> EXERCISE INSTRUCTIONS
Pull out each line of the records below that contains the word “round” and copy it whole.

> RECORDED DATA
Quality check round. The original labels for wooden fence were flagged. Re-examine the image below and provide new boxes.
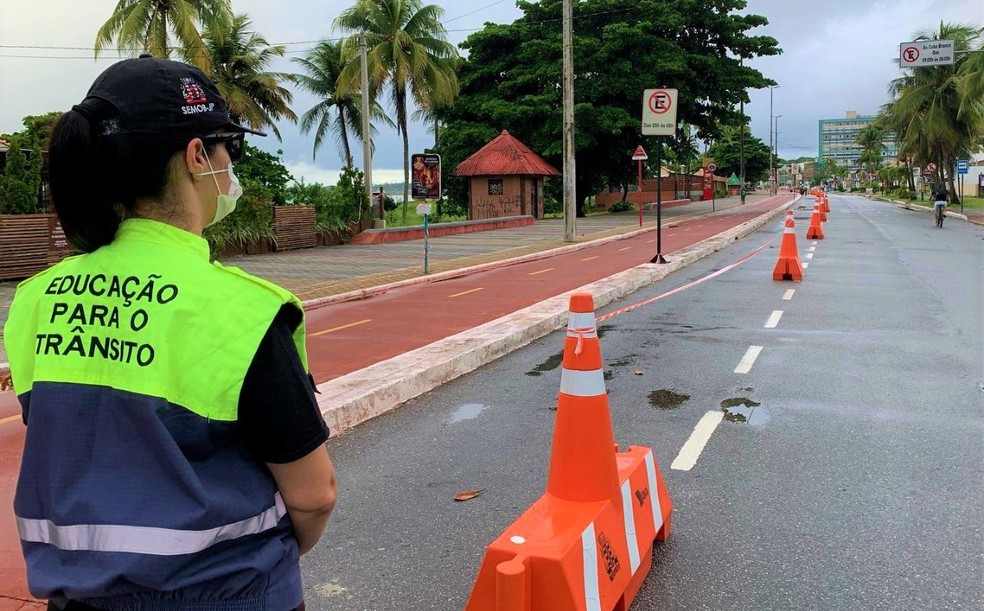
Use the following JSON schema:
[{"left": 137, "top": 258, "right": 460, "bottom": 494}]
[
  {"left": 0, "top": 214, "right": 72, "bottom": 280},
  {"left": 273, "top": 206, "right": 318, "bottom": 251}
]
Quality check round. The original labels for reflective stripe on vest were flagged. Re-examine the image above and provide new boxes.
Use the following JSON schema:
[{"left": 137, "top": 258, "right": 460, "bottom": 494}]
[{"left": 17, "top": 492, "right": 287, "bottom": 556}]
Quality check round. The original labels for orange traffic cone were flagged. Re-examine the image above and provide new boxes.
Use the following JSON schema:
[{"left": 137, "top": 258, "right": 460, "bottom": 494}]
[
  {"left": 806, "top": 204, "right": 823, "bottom": 240},
  {"left": 465, "top": 293, "right": 672, "bottom": 611},
  {"left": 772, "top": 218, "right": 803, "bottom": 282}
]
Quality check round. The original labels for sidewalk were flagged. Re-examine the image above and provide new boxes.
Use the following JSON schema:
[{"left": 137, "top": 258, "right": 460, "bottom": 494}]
[{"left": 0, "top": 194, "right": 767, "bottom": 364}]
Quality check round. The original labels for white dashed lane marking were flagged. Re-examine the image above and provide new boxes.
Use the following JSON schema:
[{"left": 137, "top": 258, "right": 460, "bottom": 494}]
[
  {"left": 670, "top": 411, "right": 724, "bottom": 471},
  {"left": 735, "top": 346, "right": 762, "bottom": 373},
  {"left": 765, "top": 310, "right": 782, "bottom": 329}
]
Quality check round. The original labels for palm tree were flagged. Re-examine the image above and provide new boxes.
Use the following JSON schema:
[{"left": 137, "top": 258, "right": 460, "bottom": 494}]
[
  {"left": 291, "top": 41, "right": 393, "bottom": 168},
  {"left": 855, "top": 123, "right": 885, "bottom": 183},
  {"left": 94, "top": 0, "right": 232, "bottom": 71},
  {"left": 192, "top": 14, "right": 297, "bottom": 140},
  {"left": 889, "top": 22, "right": 984, "bottom": 202},
  {"left": 334, "top": 0, "right": 458, "bottom": 220}
]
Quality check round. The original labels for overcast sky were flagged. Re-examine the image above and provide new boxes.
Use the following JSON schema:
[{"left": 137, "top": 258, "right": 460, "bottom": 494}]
[{"left": 0, "top": 0, "right": 984, "bottom": 184}]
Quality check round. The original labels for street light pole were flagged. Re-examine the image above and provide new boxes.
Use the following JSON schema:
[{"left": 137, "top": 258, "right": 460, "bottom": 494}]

> RESPONSE TO THE TASK
Quality check round. The original labels for wooden fence were flagged. Re-examine the image below and provide new boxes.
Quality check round. The original labels for reflective stripe on vest were flagged. Re-examine the image above and provide new boxes.
Quality check round. The original labels for orange traffic cone were flagged. Re-examine the image above and provide new boxes.
Quality check round. The original labels for sidewalk were flagged. Re-examine the image above and provide new boxes.
Quality check round. The original labels for white dashed lane marking were flagged. Re-examine the image above and provide new boxes.
Quality check round. The original labels for palm tree were flagged. Re-examine the image above and provide new boxes.
Quality check round. The original labels for overcast sky were flagged. Re-examine the image above and provide new boxes.
Quality check round. The original labels for street light pole were flagged. Re-examine the image above and provide new boxes.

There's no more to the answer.